What is a Marketing Funnel?

For any marketing professional, learning how to create a good marketing funnel is a mandatory skill. A good funnel builder must have a thorough understanding of their market, and their source of traffic.

In this article, we’ll talk about what a marketing funnel is, what the stages are, which marketing pieces can help you create a good funnel, and finally describe the connected buying process phases.

You will understand funnels better after working through this article and building funnels that resonate with your traffic is the only way to build a sustainable marketing business.

For example, facebook traffic will behave much differently than Google search engine traffic. So the way you engage those people would be different. These insights are what will set you apart from those who fail.

Marketing funnels are not just for pay per call businesses, but are necessary for any business’ sales. Marketing funnels can be created through many different methods, including Facebook ads and email campaigns. Let’s talk a bit more about what a marketing funnel really is.

What is a Marketing Funnel?
____
> Set problem: From the marketing funnel article, reproduce the passage from "For any marketing" up to and including "buying process phases.".

> Record extracts:
____
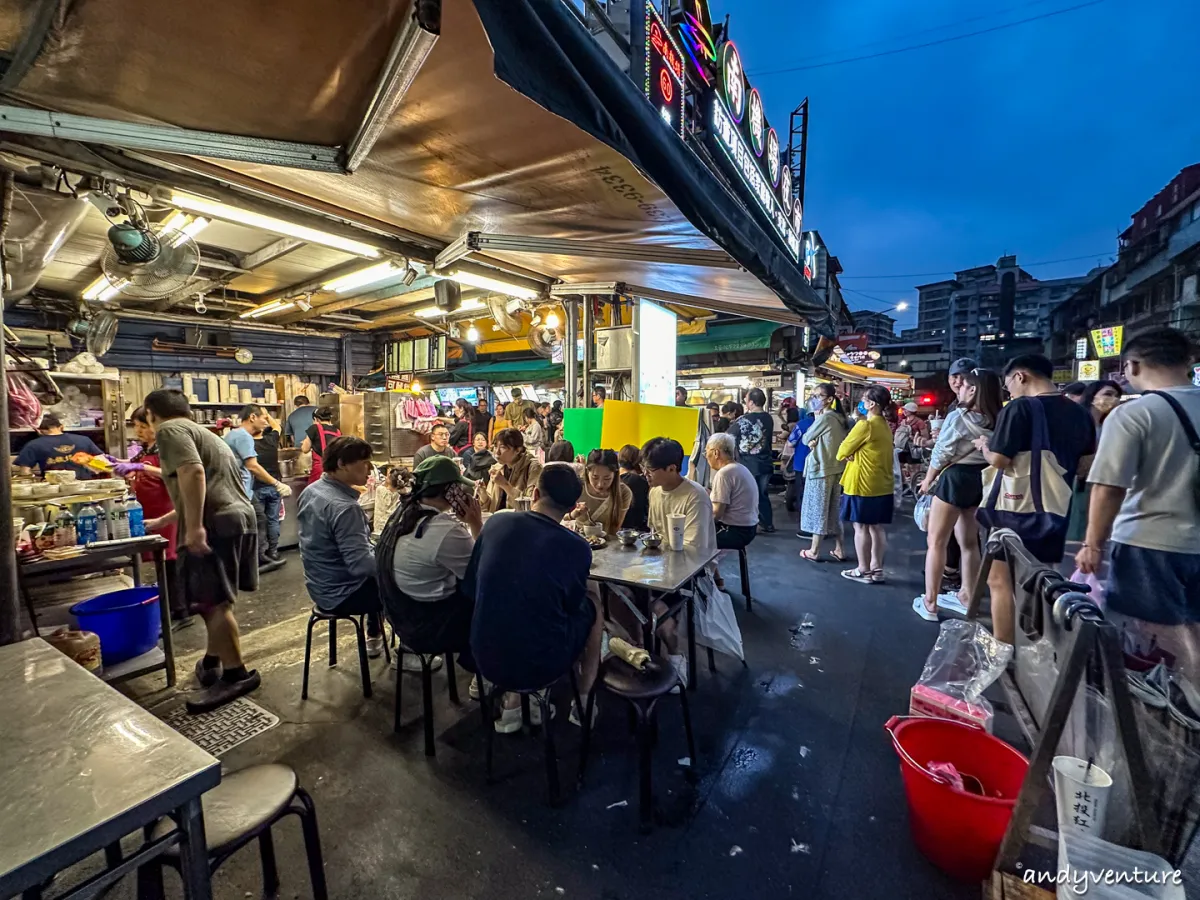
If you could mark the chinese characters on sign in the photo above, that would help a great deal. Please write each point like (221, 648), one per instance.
(664, 71)
(1108, 341)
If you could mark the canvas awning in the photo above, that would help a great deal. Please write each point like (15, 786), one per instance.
(729, 339)
(873, 376)
(517, 123)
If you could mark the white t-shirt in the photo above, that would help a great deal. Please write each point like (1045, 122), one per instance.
(691, 501)
(735, 486)
(430, 567)
(1144, 449)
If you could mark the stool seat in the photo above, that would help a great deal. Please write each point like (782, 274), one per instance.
(243, 803)
(621, 678)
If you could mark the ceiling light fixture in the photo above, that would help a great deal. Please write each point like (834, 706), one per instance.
(361, 277)
(487, 282)
(429, 312)
(269, 223)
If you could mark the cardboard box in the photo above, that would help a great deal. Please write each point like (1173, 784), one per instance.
(933, 703)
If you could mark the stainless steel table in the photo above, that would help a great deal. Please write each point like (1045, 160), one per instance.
____
> Solution to this task:
For any marketing professional, learning how to create a good marketing funnel is a mandatory skill. A good funnel builder must have a thorough understanding of their market, and their source of traffic.

In this article, we’ll talk about what a marketing funnel is, what the stages are, which marketing pieces can help you create a good funnel, and finally describe the connected buying process phases.